======== Provided material ========

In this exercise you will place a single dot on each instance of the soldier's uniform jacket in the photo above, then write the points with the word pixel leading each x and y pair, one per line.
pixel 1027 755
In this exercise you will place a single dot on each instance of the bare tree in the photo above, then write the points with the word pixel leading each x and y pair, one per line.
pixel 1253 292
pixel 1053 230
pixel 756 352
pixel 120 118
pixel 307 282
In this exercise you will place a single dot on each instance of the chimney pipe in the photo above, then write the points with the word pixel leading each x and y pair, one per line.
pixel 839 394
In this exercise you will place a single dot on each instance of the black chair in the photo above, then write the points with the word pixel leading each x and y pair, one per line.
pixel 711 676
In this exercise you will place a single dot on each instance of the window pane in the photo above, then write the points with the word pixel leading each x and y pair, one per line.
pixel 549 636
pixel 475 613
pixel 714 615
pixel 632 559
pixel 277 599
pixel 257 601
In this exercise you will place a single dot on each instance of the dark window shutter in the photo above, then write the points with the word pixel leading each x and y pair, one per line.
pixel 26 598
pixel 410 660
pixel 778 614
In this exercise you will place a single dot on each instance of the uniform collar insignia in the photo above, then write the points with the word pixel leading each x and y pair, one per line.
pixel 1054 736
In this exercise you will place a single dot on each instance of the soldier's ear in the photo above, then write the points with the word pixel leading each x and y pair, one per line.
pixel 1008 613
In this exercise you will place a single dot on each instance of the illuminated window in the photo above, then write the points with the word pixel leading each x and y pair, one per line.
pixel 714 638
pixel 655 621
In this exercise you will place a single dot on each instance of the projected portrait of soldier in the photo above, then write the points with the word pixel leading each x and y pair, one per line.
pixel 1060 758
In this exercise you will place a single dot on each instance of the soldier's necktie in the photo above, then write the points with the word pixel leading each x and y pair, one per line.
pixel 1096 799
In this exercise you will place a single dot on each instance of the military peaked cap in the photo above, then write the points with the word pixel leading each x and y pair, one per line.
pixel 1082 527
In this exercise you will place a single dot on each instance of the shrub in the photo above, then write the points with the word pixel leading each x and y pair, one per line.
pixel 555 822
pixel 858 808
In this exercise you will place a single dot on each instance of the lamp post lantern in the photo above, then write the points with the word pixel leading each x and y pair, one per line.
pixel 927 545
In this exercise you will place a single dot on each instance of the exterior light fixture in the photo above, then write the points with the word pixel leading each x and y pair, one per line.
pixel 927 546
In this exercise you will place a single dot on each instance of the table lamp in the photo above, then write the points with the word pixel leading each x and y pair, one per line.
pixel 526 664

========

> **Your goal**
Write out the entries verbatim, all of them.

> **Written reply**
In this exercise you will place a single dot on each instance of the soldier's uniform jacket in the photo above, then write the points with the word pixel leading each x and y pair, one per line.
pixel 1027 755
In this exercise you will place a single dot on each instance of the bare tree in the photo above, then write the points with the word pixel leading each x and y pair, one per line.
pixel 1253 292
pixel 1053 230
pixel 756 352
pixel 120 118
pixel 307 282
In this exercise you will place a single dot on each instance of the chimney pipe in the photo above, then write the points with the word pixel leading each x and y pair, one per line.
pixel 839 394
In this exercise you will place a single dot on each instance of the black chair in the photo above, then write the points with the word pixel leading each x and y pair, one per line.
pixel 711 676
In this exercise you will place a single dot on each instance of the window pane in the photo above, then write the points with the word pixel leading each x and y pair, one per line.
pixel 549 636
pixel 475 613
pixel 714 615
pixel 632 559
pixel 277 599
pixel 257 601
In this exercise you will place a single dot on each instance of the dark window shutter in the photo above, then write the points with the word pixel leading each x and y pair, one per line.
pixel 26 598
pixel 410 660
pixel 778 614
In this exercise you will place a single dot on each instance of the uniform collar insignia in the photo above, then write the points with the word pixel leading each x and y pair, one per line.
pixel 1054 736
In this exercise you will place a single dot on each instance of the soldier's ear in the photo above, then write the points with the word pixel leading each x and y pair, one per line.
pixel 1008 613
In this exercise you will place a single dot on each instance of the illuminated window in the photo above, then write the points with the word pixel leading each x and y pair, one per line.
pixel 714 638
pixel 655 621
In this exercise you will place a single dot on each instance of the projected portrait of soldier in the photo above, then write the points with the word pixel leading each x and y pair, one per line.
pixel 1060 758
In this exercise you will place a single dot on each instance of the soldier's necktie in the photo above, then write the points with the word pixel leading each x and y pair, one per line.
pixel 1096 799
In this exercise you will place a single dot on each instance of the military peaked cap in the photo above, then write the points with the word pixel leading each x and y pair, one per line.
pixel 1082 527
In this exercise you will place a single dot on each instance of the shrub in the photo above, then write the points with the word pixel leading each x and y pair, one per line.
pixel 555 822
pixel 858 808
In this exercise you will place a single dot on each instance of the lamp post lantern in the photo above, then write the points with the word pixel leading each x and y pair, one per line.
pixel 927 545
In this exercise you will place a single dot on each instance of the exterior light fixture in the photo above, then write the points with the word pixel leading each x and y pair, one per line.
pixel 927 546
In this exercise you will place a single dot on each instance of the table lamp in the photo above, then write the points with the word pixel leading each x and y pair, one per line.
pixel 526 664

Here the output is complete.